Task details:
An exact copy of the data is required; the images should not appear in it.

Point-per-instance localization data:
····················

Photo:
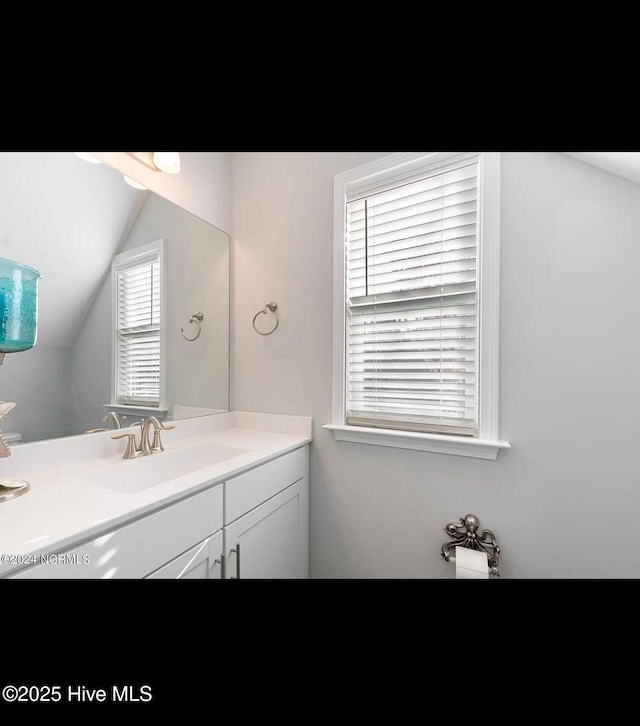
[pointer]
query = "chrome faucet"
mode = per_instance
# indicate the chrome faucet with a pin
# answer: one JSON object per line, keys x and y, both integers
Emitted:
{"x": 116, "y": 419}
{"x": 156, "y": 445}
{"x": 145, "y": 448}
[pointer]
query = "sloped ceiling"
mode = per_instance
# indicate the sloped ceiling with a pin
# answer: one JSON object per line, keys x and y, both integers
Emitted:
{"x": 622, "y": 163}
{"x": 67, "y": 219}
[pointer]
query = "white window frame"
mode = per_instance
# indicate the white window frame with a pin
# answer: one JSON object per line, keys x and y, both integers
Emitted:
{"x": 404, "y": 167}
{"x": 127, "y": 259}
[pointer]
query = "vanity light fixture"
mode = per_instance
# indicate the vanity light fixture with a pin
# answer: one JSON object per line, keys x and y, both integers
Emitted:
{"x": 135, "y": 184}
{"x": 166, "y": 161}
{"x": 87, "y": 156}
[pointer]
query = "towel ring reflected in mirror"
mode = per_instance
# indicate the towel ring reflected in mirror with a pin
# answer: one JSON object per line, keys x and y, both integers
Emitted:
{"x": 197, "y": 318}
{"x": 265, "y": 311}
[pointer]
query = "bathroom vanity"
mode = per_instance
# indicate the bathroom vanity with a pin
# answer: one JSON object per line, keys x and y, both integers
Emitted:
{"x": 228, "y": 498}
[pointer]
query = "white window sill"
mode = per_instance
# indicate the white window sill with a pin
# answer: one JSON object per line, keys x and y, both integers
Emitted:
{"x": 123, "y": 410}
{"x": 454, "y": 445}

····················

Solution below:
Photo:
[pointer]
query = "chrome faucet"
mode = per_instance
# indicate the chrome faucet with a pin
# answer: one JSON object per line, keys x and y, both integers
Emitted:
{"x": 116, "y": 419}
{"x": 156, "y": 445}
{"x": 145, "y": 448}
[pointer]
query = "sloped ceiling"
mode = per_instance
# indicate the sloped ceiling with a pin
# answer: one JSON object per line, keys x and y, both integers
Emitted:
{"x": 622, "y": 163}
{"x": 67, "y": 219}
[pointer]
query = "white window frame"
mode = per_instance
# indicate the white window frame with a pin
# answer: one JSON object per line, keys x and y, both integers
Emitted:
{"x": 404, "y": 167}
{"x": 127, "y": 259}
[pointer]
query = "vanity light fixture"
mode = per_instance
# indicate the vanity light fixture with a pin
# answer: one JSON object per line, keys x and y, both integers
Emitted:
{"x": 135, "y": 184}
{"x": 166, "y": 161}
{"x": 87, "y": 156}
[pointer]
query = "towel ring reflected in mirror"
mode = per_instance
# indicate the towel ring reflected in mirror with a pin
# answer: one JSON object per line, keys x and y, both integers
Emitted:
{"x": 197, "y": 318}
{"x": 265, "y": 311}
[pointer]
query = "bathroom vanity"
mode = per_instance
# indicate the bathroom vanity with a pin
# answer: one JSON object per line, keys x and y, both integers
Emitted:
{"x": 228, "y": 498}
[pointer]
query = "white window sill"
mode = per_instance
# indicate the white window sill with a pin
# answer: one JSON object per line, keys x and y, both integers
Emitted:
{"x": 123, "y": 410}
{"x": 454, "y": 445}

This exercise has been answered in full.